• SET TASK: Please copy out every line of the items below, swapping "one pin per instance" for "one point per instance" wherever it appears and leaving everything else unchanged. Leave the pictures out of your answer.

:: GIVEN DATA

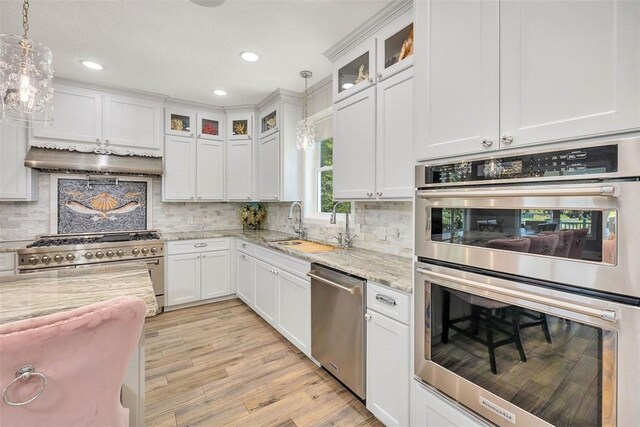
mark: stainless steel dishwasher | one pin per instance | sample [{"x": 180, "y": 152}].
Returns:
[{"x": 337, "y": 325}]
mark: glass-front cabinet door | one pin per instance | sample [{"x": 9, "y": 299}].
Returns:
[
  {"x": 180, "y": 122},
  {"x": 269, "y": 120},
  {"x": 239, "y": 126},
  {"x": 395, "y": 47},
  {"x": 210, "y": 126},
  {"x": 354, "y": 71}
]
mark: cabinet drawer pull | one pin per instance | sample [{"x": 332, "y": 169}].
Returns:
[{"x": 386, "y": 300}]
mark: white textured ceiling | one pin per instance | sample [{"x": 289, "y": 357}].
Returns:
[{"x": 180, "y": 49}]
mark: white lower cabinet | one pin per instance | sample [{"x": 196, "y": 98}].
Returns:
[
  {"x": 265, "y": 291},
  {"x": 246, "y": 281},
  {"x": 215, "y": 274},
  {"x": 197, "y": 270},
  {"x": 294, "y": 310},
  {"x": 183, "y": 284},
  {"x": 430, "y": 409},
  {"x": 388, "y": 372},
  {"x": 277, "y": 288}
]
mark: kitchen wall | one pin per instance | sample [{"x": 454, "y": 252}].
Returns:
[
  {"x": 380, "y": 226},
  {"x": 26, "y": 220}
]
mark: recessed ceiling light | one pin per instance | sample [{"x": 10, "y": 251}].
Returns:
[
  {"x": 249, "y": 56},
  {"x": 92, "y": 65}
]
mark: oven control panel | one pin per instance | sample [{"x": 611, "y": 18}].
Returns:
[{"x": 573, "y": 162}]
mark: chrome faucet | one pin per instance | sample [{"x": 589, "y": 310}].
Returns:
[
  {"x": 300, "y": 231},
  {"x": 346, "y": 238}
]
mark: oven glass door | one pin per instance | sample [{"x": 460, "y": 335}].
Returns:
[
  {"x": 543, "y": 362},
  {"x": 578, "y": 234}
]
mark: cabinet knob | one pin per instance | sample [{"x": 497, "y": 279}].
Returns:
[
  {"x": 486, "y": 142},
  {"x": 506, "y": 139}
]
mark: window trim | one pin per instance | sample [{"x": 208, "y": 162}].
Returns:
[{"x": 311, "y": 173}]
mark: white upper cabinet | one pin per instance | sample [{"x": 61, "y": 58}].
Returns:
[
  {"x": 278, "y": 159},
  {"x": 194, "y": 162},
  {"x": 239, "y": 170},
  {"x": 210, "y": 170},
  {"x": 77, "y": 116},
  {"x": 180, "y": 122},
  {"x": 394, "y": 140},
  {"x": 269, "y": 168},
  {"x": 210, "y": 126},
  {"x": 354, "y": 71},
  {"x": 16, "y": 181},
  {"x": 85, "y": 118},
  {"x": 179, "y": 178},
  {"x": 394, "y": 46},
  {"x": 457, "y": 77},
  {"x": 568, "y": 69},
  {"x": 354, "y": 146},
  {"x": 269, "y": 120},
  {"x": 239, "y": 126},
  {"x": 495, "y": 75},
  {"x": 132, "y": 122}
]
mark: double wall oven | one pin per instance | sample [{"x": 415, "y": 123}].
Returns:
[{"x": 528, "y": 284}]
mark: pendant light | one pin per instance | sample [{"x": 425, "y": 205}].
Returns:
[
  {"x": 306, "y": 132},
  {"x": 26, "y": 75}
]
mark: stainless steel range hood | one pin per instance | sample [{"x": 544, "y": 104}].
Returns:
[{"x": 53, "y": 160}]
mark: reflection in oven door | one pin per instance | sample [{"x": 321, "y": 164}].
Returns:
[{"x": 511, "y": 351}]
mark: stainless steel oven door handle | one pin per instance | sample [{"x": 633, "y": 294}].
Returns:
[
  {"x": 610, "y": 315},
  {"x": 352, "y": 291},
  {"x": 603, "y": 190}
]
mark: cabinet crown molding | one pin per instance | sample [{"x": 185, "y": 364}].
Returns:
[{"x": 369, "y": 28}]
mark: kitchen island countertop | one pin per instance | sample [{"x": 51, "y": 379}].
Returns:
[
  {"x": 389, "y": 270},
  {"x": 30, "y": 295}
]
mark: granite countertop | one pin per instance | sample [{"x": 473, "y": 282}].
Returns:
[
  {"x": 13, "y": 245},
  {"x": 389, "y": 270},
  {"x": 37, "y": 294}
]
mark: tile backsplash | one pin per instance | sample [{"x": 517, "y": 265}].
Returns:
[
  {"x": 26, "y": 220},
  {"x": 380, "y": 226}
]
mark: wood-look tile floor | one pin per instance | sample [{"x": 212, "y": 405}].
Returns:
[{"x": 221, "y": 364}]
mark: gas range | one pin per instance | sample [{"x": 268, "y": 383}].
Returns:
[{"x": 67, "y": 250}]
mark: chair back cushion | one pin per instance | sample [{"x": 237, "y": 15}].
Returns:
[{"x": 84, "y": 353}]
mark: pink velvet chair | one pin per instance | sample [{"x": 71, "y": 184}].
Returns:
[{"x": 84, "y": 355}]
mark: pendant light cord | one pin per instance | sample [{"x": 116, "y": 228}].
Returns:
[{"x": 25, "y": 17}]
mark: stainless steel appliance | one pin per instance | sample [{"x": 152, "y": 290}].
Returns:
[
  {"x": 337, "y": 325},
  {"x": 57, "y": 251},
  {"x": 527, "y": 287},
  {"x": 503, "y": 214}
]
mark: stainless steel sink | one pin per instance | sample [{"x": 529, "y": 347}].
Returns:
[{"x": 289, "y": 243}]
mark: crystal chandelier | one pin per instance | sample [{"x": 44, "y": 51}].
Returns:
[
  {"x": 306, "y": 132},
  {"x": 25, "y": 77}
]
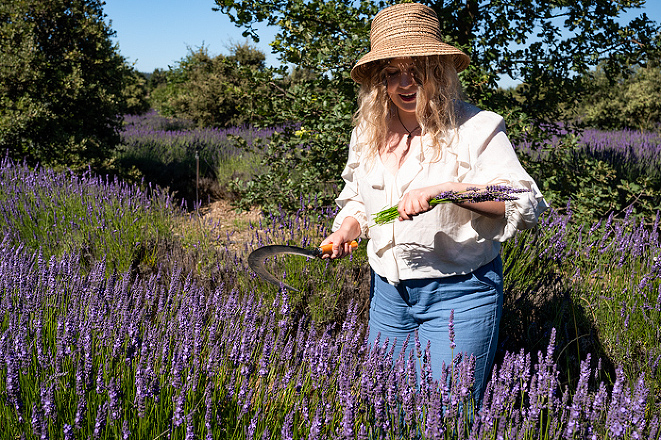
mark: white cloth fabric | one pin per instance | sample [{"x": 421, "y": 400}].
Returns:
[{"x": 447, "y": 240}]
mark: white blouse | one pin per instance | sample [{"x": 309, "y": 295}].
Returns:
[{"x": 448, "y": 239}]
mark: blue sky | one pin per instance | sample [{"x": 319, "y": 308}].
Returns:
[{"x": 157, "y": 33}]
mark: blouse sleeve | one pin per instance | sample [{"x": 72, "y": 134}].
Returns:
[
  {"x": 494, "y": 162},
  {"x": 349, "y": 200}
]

::::

• WRITTEN SOLUTION:
mark: stainless steel dishwasher | one point per instance | sample [{"x": 180, "y": 152}].
Returns:
[{"x": 337, "y": 325}]
mark: glass-front cabinet door | one point per instance | sample [{"x": 9, "y": 299}].
Returns:
[
  {"x": 180, "y": 122},
  {"x": 269, "y": 120},
  {"x": 239, "y": 126},
  {"x": 395, "y": 47},
  {"x": 210, "y": 126},
  {"x": 354, "y": 71}
]
mark: cabinet drawer pull | one point per instance | sample [{"x": 332, "y": 169}].
Returns:
[{"x": 386, "y": 300}]
mark: white textured ceiling | one point per instance | sample [{"x": 289, "y": 357}].
Returns:
[{"x": 180, "y": 49}]
mark: white lower cabinet | one point per instance | sample [{"x": 196, "y": 98}].
Returns:
[
  {"x": 265, "y": 291},
  {"x": 246, "y": 281},
  {"x": 215, "y": 274},
  {"x": 197, "y": 270},
  {"x": 294, "y": 310},
  {"x": 183, "y": 284},
  {"x": 430, "y": 409},
  {"x": 388, "y": 372},
  {"x": 277, "y": 288}
]
mark: kitchen wall | one point per instance | sample [{"x": 454, "y": 252}].
Returns:
[
  {"x": 380, "y": 226},
  {"x": 26, "y": 220}
]
mark: recessed ceiling light | one point per instance | sample [{"x": 10, "y": 251}].
Returns:
[
  {"x": 249, "y": 56},
  {"x": 92, "y": 65}
]
mark: oven control panel | one point per instance | sample [{"x": 611, "y": 18}].
Returns:
[{"x": 573, "y": 162}]
mark: chrome faucet | one point per instance | sample [{"x": 589, "y": 310}].
Returns:
[
  {"x": 300, "y": 231},
  {"x": 346, "y": 238}
]
mark: oven glass door | one point per instance | sample [{"x": 460, "y": 335}].
Returns:
[
  {"x": 543, "y": 362},
  {"x": 578, "y": 234}
]
mark: cabinet knob | one point per instance | sample [{"x": 497, "y": 279}].
Returns:
[
  {"x": 486, "y": 142},
  {"x": 506, "y": 139}
]
mark: window trim | one point per instance | sample [{"x": 208, "y": 162}].
Returns:
[{"x": 311, "y": 173}]
mark: white upper cabinet | one point per instance | sample [{"x": 61, "y": 58}].
Returns:
[
  {"x": 278, "y": 159},
  {"x": 194, "y": 162},
  {"x": 239, "y": 170},
  {"x": 210, "y": 170},
  {"x": 77, "y": 116},
  {"x": 180, "y": 122},
  {"x": 394, "y": 140},
  {"x": 269, "y": 168},
  {"x": 210, "y": 126},
  {"x": 354, "y": 71},
  {"x": 16, "y": 181},
  {"x": 85, "y": 118},
  {"x": 179, "y": 178},
  {"x": 394, "y": 46},
  {"x": 457, "y": 77},
  {"x": 568, "y": 69},
  {"x": 354, "y": 146},
  {"x": 269, "y": 120},
  {"x": 239, "y": 126},
  {"x": 495, "y": 75},
  {"x": 132, "y": 122}
]
mark: double wall oven | one point per instance | sample [{"x": 415, "y": 123}].
Returns:
[{"x": 528, "y": 284}]
mark: pendant light | one point per instance | sample [{"x": 425, "y": 205}].
Returns:
[
  {"x": 306, "y": 132},
  {"x": 26, "y": 75}
]
mark: stainless steel range hood | one point per instance | sample [{"x": 544, "y": 104}].
Returns:
[{"x": 53, "y": 160}]
mark: reflection in oven door | one point per instance | sample [{"x": 321, "y": 164}].
Returns:
[{"x": 511, "y": 351}]
mark: stainless steel oven door handle | one point per instance | sample [{"x": 633, "y": 294}].
Returns:
[
  {"x": 610, "y": 315},
  {"x": 352, "y": 291},
  {"x": 603, "y": 190}
]
mark: cabinet crown molding | one point per instance | sample [{"x": 185, "y": 364}].
Returns:
[{"x": 369, "y": 28}]
mark: kitchen island countertop | one point per instance | sample [{"x": 51, "y": 379}].
Returns:
[
  {"x": 389, "y": 270},
  {"x": 30, "y": 295}
]
mark: granite countertop | one point per instance | sample [{"x": 473, "y": 282}].
Returns:
[
  {"x": 13, "y": 245},
  {"x": 389, "y": 270},
  {"x": 37, "y": 294}
]
mark: tile backsplash | one point per instance | sample [{"x": 517, "y": 265}].
Returns:
[
  {"x": 26, "y": 220},
  {"x": 380, "y": 226}
]
mark: wood-look tile floor | one point per instance | sample [{"x": 212, "y": 405}].
Returns:
[{"x": 221, "y": 364}]
mark: gas range | one point per instance | sample [{"x": 268, "y": 383}].
Returns:
[{"x": 67, "y": 250}]
mark: chair back cushion | one point per instance | sample [{"x": 237, "y": 15}].
Returns:
[{"x": 84, "y": 353}]
mark: pink velvet chair | one point per instance | sample [{"x": 71, "y": 184}].
Returns:
[{"x": 84, "y": 355}]
mark: pendant light cord | one point per instance | sample [{"x": 116, "y": 228}].
Returns:
[{"x": 25, "y": 17}]
mark: stainless steel appliance | one point per instance | sample [{"x": 152, "y": 290}].
Returns:
[
  {"x": 337, "y": 325},
  {"x": 57, "y": 251},
  {"x": 527, "y": 287},
  {"x": 503, "y": 214}
]
mark: stainless steel sink | one point per instance | sample [{"x": 529, "y": 347}].
Returns:
[{"x": 289, "y": 243}]
mark: crystal chandelier | one point per instance | sample [{"x": 44, "y": 51}].
Returns:
[
  {"x": 306, "y": 132},
  {"x": 25, "y": 77}
]
mark: white cloth fabric | one point per instance | sample [{"x": 421, "y": 400}].
Returns:
[{"x": 447, "y": 240}]
mark: white blouse | one point per instance | sample [{"x": 309, "y": 295}].
Returns:
[{"x": 448, "y": 239}]
mark: blue sky | one point per instance | sample [{"x": 319, "y": 308}].
Returns:
[{"x": 157, "y": 33}]
mark: blouse sleeve | one point per instance | sample [{"x": 72, "y": 134}].
Returns:
[
  {"x": 494, "y": 162},
  {"x": 349, "y": 200}
]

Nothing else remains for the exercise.